**AIM OF THE TASK:** From the line that holds "uniform in the photo above." to the last line of the data, copy everything exactly; leave out all the rest.

**EXTRACTED RECORDS:**
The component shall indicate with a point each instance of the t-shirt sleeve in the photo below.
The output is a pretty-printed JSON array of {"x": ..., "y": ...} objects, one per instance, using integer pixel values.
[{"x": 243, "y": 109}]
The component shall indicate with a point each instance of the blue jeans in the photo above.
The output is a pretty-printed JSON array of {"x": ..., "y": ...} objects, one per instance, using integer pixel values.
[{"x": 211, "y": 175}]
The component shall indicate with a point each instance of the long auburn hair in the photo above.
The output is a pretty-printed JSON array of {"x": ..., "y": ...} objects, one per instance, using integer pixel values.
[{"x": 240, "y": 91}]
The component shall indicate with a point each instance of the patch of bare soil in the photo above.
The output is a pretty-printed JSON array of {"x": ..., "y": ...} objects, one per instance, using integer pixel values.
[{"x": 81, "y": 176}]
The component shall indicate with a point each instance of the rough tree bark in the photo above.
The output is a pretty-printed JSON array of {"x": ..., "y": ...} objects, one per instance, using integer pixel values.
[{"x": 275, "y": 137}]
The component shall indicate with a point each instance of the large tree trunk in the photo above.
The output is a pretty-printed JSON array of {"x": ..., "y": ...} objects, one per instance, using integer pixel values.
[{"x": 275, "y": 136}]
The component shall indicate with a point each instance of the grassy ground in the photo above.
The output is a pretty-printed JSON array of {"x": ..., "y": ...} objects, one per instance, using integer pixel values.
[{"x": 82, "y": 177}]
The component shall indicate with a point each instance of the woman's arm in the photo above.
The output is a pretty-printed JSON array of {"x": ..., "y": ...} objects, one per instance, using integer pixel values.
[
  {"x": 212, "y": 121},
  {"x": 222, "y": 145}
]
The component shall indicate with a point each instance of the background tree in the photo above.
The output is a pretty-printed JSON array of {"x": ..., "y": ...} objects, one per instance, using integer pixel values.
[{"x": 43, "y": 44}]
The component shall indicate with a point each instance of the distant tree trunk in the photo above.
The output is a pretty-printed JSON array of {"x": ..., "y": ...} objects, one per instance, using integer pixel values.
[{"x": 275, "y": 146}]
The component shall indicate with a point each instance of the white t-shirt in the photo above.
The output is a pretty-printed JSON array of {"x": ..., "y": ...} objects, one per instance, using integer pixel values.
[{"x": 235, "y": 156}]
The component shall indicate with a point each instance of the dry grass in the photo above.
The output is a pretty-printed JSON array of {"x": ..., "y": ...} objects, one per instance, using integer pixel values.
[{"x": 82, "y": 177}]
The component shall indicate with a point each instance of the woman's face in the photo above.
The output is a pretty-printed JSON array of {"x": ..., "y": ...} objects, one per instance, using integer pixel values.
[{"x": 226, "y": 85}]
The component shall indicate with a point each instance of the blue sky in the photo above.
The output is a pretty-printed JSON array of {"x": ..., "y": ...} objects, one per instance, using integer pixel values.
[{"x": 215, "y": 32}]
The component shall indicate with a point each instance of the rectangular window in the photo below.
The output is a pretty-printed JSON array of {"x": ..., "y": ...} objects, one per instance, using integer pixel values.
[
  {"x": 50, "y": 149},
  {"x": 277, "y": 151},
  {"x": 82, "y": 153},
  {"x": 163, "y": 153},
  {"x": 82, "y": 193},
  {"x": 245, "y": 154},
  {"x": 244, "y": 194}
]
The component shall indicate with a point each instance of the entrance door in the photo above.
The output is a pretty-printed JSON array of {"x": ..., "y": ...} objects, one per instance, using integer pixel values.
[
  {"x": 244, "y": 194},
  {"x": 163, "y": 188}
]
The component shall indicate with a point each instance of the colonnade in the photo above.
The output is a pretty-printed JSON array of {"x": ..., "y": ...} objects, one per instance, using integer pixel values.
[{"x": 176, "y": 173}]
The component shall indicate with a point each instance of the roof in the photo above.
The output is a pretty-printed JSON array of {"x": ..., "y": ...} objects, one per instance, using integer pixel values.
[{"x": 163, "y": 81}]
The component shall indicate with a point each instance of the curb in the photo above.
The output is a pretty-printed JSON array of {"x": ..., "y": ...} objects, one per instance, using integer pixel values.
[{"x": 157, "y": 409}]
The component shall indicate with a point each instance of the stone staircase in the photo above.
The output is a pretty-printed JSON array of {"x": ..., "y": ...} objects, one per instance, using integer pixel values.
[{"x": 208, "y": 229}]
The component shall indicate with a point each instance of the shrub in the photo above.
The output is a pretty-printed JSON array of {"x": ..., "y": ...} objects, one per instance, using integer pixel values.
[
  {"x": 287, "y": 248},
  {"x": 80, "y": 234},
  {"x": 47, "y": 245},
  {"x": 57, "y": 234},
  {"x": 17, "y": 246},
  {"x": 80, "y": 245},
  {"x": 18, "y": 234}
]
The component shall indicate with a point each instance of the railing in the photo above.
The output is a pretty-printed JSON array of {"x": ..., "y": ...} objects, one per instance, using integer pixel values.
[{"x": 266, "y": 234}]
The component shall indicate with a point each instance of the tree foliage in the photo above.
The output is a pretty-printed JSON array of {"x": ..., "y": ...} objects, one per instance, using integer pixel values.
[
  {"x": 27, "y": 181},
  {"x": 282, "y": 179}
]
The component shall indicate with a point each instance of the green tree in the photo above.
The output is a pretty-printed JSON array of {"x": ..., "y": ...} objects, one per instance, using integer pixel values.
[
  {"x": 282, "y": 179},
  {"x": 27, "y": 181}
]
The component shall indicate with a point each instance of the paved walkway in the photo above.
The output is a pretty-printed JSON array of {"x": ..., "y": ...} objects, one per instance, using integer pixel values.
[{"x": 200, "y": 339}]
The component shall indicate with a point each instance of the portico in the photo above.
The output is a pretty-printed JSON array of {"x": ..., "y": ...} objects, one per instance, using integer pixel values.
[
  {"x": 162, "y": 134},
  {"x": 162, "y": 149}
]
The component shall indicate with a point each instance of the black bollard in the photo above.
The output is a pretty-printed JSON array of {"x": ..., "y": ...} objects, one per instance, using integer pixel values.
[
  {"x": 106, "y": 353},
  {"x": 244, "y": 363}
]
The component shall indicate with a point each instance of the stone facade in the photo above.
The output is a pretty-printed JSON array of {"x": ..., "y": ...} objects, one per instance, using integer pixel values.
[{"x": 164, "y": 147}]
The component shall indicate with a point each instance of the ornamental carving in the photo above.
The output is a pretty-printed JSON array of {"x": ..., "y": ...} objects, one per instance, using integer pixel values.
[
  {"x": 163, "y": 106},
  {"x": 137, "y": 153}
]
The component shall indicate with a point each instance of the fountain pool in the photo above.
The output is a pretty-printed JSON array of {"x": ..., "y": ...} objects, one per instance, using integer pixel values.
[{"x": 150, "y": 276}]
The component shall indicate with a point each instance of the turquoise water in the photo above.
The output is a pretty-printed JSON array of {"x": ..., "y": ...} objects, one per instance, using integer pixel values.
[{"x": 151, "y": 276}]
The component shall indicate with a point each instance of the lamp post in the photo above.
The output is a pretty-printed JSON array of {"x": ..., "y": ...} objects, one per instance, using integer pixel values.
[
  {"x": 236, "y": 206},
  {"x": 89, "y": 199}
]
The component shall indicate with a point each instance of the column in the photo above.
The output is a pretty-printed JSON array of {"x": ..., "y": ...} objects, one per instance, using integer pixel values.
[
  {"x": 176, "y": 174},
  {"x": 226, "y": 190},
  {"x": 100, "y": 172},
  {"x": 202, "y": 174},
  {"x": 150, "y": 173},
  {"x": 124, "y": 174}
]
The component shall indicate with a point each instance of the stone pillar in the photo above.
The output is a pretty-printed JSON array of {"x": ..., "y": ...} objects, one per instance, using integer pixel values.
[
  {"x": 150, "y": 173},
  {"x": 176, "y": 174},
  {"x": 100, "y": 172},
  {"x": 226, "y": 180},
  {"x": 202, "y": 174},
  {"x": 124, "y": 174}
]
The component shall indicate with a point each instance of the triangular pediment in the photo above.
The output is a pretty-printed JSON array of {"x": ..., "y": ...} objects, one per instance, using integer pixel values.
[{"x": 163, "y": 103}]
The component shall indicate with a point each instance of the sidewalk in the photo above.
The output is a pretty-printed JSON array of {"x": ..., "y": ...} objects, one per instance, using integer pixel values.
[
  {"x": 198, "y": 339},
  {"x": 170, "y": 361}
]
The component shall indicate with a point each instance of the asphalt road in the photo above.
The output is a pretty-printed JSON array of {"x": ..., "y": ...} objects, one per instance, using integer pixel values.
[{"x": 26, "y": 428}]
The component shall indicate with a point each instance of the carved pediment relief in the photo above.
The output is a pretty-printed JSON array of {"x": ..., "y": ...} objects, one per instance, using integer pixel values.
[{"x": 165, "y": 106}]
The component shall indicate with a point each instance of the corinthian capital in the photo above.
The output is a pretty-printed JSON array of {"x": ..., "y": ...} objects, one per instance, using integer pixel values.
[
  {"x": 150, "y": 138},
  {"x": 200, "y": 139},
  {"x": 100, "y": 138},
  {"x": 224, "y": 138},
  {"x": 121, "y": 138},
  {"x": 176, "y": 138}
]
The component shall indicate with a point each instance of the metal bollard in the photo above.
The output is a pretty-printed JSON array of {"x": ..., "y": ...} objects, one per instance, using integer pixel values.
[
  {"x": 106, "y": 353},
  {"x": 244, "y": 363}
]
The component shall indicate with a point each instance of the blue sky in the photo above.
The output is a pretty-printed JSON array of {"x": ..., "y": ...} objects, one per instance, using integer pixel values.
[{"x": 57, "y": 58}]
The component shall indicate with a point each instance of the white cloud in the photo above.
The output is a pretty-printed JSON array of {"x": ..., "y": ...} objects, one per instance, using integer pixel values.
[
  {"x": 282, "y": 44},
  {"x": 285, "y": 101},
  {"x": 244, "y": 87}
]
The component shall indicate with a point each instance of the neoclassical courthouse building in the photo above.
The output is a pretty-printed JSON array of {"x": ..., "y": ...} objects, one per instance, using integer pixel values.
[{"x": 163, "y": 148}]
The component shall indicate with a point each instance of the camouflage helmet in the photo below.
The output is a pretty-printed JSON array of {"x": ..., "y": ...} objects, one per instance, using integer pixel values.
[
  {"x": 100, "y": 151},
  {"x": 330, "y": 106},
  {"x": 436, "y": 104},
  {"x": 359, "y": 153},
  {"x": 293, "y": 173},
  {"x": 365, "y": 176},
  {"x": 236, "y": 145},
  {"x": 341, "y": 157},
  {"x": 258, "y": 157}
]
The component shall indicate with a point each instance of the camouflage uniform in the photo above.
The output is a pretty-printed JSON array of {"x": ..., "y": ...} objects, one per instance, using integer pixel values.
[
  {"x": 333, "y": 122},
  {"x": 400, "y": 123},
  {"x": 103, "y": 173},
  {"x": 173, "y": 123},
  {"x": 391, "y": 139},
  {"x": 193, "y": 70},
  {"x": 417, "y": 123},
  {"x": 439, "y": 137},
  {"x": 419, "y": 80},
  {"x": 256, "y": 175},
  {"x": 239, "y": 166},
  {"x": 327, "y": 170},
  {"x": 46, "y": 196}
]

**RESULT FOR THIS EXERCISE:**
The component shall indicate with a point each instance of the camouflage uniform in the photo above.
The output is a pretty-printed JSON array of {"x": ..., "y": ...} objects, one per instance, using integer pixel values.
[
  {"x": 333, "y": 122},
  {"x": 400, "y": 123},
  {"x": 103, "y": 173},
  {"x": 173, "y": 123},
  {"x": 391, "y": 139},
  {"x": 193, "y": 70},
  {"x": 417, "y": 123},
  {"x": 439, "y": 137},
  {"x": 419, "y": 80},
  {"x": 256, "y": 175},
  {"x": 239, "y": 166},
  {"x": 327, "y": 170},
  {"x": 46, "y": 196}
]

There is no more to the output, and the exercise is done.